:: Records supplied
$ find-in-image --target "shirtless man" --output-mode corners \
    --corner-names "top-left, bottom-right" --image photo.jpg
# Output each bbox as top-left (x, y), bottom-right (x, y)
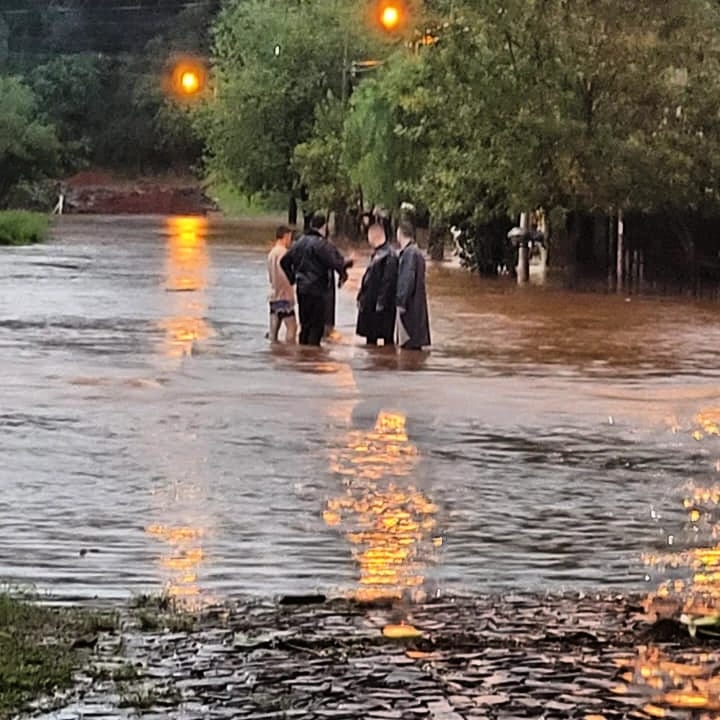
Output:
top-left (267, 225), bottom-right (297, 343)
::::
_Your assignment:_ For the listing above, state the number of lines that contain the word "image" and nothing more.

_Written response:_ 2